One of the best things about composting is that it is nearly impossible to do it wrong, according to Julie Travaglini, senior director of education and curriculum for Allegheny Land Trust (ALT). Travaglini teaches classes on composting offered through ALT.
“You can’t compost incorrectly. If you are composting, you are doing it correctly,” she said.
There are a multitude of reasons to compost. “Up to 40 percent of food waste ends up in landfill. The number three item in landfills is paper, which can also be composted,” Travaglini said. “And you can create soil. Soil can be a limiting resource, and by composting, you lessen the need for synthetic soil.”
So, what exactly is compost? Compost is decomposed organic matter, so composting is collecting and storing organic wastes so that they can decompose into a soil-like material. “Composting works through the natural process of decomposition. Organic substances are broken down into simpler organic matter,” Travaglini explained.
Composting is actually a rather simple task with few guidelines. “You can spend as little or as much time as you want,” Travaglini said, noting that composting may simply be a pile of organic waste from meal preparation, to using a composting container to making a composting bed in your yard.
The first step is to collect the matter for composting. This can include vegetable and fruit scraps from meal preparation; coffee grounds; egg shells; grass and leaf litter if it has not be treated with chemicals; hay/straw; sawdust and wood chips; and shredded newspaper and cardboard. “You shouldn’t use meat or dairy scraps, and you should limit citrus scraps as they can kill the bacteria needed for the process,” Travaglini said.
It is important not to use treated lawn cuttings or any lawn, weed or leaf litter that appears diseased, Travaglini noted.
Travaglini recommends that a compost area be at least 3’ by 3’ to provide enough insulation and surface exposure to encourage decomposition. “But you can start with any size,” she said, adding that compost should be kept about as wet as a squeezed-out sponge and aerated on a regular basis.
Tumblers, either purchased or self-made, can simplify and assist in the process. A tumbler is a container where scraps and materials are placed and then turned into a mix and aerated.
Compost is ready to be used for planting and other needs when it looks like dark, rich soil. “It will also smell earthy,” Travaglini said. It can be used for any activity where you would use soil—planting vegetables and flowers, filling in areas, houseplants, and more.
Even those who live in apartments or urban areas can compost. There are small, countertop composters or you can just use a jar or other container.

_Stored data_
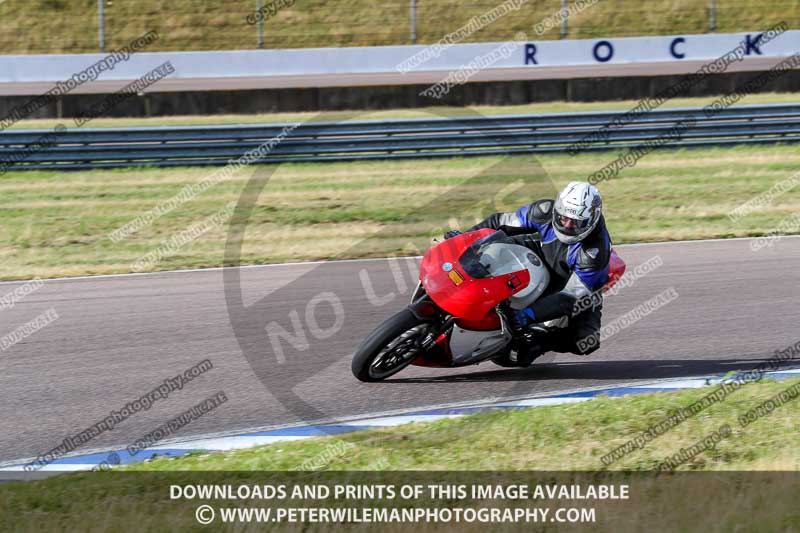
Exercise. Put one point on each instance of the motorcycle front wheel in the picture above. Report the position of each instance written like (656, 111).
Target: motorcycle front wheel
(391, 347)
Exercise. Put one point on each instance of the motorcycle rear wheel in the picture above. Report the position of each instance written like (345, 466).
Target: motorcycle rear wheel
(390, 348)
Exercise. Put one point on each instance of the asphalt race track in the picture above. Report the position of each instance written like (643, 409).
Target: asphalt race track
(118, 337)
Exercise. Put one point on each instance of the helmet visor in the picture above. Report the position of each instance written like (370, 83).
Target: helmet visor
(570, 226)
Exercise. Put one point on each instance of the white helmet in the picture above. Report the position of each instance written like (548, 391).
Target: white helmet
(576, 212)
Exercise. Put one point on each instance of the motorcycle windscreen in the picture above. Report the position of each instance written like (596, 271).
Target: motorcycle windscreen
(469, 276)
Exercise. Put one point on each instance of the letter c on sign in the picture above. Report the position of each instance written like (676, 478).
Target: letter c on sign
(609, 53)
(675, 42)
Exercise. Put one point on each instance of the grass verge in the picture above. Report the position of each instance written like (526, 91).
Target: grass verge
(58, 224)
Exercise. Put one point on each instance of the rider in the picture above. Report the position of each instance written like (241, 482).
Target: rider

_Exercise goal_
Continue the article on composting from its final sentence.

_Response_
“Start small, maybe get a small tumbler. That’s an easy way to start and you won’t get overwhelmed. Plus, it isn’t a big commitment and you can try it for a while; if you don’t like it, give the tumbler away,” Travaglini said.
For home gardeners like Kim Panormios of Franklin Park, composting is easy and beneficial. “I absolutely love to garden. Composted soil is great to mix in with my garden beds and really helps my plants,” she said. “I also like the idea of cutting down on all of the waste and doing something with it other than just throwing it away.”
Panormios has been composting for about four years and uses a dual-chamber compost tumbler. “I like that I can fill one side and once that’s full, start filling the other side while the full side breaks down,” she explained.
Like many, Panormios keeps a smaller container in her kitchen and once full, takes it out to her compost bin. “I fill it with different stuff from around the kitchen like potato skins and used coffee grounds. I’ll also shred some of the paper the kids bring home from school and throw that in there, too.”
One of the best parts about composting for Panormios is exactly what Travaglini mentioned—it’s easy. “I’m pretty laid-back and try to compost as much as I can, but I don’t stress if the kids throw a banana peel in the garbage by accident,” said Panormios. “I’m a little bit of a ’lazy’ composter. I don’t keep close tabs on how much browns or greens I add; I just throw stuff in and it surprisingly always breaks down, and I get amazing soil.”
Taking a class like the one Travaglini offers through Allegheny Land Trust or through other organizations can assist with learning how to compost, and there are online resources and books as well. But anyone can give it a try without much preparation.
“It can just be a pile in your backyard; you can use a container you buy or make, or even a jar,” said Travaglini. “Composting can be as simple or as complex as you want.”